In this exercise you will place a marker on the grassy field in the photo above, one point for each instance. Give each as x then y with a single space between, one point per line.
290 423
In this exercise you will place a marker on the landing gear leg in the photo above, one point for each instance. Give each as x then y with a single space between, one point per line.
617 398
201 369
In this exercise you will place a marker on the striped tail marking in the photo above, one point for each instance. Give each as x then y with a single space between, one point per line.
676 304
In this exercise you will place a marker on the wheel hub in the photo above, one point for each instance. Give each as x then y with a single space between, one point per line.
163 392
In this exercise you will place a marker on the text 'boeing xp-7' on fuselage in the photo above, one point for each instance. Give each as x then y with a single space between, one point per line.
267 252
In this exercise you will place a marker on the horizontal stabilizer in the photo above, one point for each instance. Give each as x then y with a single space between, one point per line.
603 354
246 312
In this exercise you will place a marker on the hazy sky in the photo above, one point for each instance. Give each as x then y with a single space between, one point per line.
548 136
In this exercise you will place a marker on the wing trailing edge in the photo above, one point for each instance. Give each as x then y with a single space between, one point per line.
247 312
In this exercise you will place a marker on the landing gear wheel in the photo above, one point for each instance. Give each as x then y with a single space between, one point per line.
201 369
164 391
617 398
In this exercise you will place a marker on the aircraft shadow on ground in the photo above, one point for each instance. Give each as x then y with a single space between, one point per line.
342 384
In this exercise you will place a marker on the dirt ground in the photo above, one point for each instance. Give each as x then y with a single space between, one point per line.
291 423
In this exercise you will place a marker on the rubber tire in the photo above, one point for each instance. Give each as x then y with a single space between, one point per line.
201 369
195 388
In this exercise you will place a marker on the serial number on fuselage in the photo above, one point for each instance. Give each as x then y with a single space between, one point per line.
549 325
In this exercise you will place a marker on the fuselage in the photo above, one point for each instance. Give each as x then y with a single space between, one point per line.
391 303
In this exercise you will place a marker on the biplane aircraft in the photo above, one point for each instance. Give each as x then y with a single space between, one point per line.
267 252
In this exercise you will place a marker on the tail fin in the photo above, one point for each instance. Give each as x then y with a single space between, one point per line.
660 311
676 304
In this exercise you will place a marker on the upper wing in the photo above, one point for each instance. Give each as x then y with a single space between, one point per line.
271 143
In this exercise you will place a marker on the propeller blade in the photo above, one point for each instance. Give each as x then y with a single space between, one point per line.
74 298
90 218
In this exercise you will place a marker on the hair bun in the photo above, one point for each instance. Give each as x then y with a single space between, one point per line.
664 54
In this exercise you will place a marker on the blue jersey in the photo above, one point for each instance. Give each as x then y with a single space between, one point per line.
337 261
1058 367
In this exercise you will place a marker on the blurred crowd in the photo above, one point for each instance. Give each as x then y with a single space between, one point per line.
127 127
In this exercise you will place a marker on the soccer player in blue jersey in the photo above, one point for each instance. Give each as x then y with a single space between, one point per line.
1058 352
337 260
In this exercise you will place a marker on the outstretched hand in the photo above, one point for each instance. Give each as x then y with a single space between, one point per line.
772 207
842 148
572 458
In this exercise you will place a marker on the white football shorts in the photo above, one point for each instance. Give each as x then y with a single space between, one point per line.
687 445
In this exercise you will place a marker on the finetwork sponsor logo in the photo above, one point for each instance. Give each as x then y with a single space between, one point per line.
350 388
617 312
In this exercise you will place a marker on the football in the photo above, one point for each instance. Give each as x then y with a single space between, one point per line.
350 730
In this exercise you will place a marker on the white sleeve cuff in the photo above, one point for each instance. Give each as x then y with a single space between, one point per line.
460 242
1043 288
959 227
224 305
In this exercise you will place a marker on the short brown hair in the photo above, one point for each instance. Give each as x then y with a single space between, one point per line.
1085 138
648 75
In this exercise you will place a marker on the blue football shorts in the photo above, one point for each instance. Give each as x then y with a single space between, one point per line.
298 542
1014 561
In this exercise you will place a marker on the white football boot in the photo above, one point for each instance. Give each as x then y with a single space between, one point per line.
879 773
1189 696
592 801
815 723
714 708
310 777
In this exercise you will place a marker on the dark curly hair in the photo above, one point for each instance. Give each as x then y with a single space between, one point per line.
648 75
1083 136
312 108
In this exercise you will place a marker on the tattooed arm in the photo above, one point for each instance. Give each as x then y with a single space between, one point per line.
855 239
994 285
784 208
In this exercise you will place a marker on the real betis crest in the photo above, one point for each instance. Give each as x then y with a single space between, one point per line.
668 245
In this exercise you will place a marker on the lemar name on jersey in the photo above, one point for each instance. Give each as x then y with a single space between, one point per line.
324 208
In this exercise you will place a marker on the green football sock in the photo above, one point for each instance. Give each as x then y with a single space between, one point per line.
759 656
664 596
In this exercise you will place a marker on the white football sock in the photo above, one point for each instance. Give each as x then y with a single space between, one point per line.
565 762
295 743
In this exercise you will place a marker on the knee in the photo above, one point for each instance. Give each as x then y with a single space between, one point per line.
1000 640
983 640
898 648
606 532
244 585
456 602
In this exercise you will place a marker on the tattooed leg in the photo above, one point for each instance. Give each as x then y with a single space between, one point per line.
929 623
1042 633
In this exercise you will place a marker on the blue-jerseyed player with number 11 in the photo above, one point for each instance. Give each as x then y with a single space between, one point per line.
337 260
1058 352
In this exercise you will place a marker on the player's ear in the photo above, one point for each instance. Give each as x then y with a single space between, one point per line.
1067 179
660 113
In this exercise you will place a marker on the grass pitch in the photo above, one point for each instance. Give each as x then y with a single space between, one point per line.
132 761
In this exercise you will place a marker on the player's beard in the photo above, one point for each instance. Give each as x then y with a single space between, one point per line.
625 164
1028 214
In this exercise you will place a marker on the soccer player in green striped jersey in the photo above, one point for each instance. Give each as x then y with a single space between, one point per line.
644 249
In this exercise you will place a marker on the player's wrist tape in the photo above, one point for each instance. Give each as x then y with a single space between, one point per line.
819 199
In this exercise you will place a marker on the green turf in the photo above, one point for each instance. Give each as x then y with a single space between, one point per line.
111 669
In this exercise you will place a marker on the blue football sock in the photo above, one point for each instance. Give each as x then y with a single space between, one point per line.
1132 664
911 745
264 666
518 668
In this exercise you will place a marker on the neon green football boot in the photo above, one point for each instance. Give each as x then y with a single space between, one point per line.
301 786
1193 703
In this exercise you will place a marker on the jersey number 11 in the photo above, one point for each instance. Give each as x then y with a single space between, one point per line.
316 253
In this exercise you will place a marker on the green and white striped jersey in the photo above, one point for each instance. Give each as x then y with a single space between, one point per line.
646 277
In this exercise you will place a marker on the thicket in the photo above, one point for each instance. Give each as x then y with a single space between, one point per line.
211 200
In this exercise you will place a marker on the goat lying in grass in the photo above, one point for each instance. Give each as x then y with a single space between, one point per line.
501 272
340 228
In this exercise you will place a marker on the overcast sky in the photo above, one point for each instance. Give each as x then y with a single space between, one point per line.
----------
[STATED GOAL] Starting at the line that contains "In this exercise you will place a marker on the goat" and ending at the last line of the items, both included, write those lines out again, requests too, with every x and y coordinate in the answers multiplied by 0.75 and rounded to a whole number, halves rounded up. Give only those lines.

[RESPONSE]
In this exercise you will place a marker on the goat lying in grass in the photo above, one point for each instance. Give each as x then y with a single space between, one point per line.
376 204
255 171
In this exercise you will place a marker on the overcast sky in the photo above, one point for each instance. Give each as x then y with a single space between, one point per line.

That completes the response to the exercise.